Position identification records
☆ ☆ ☆

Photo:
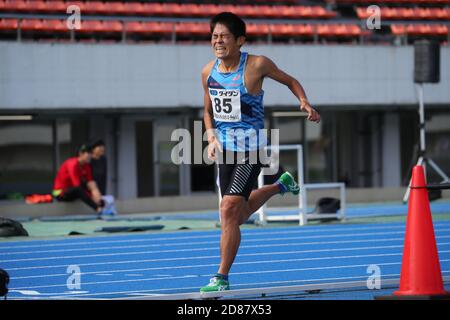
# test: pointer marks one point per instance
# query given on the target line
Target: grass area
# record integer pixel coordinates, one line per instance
(53, 229)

☆ ☆ ☆

• **Direction**
Locate every line in the rows above that contains the word "instance", and copy each such line.

• **Exercise output**
# test: pointer marks one point per instance
# record integer pixel coordinates, one line per instance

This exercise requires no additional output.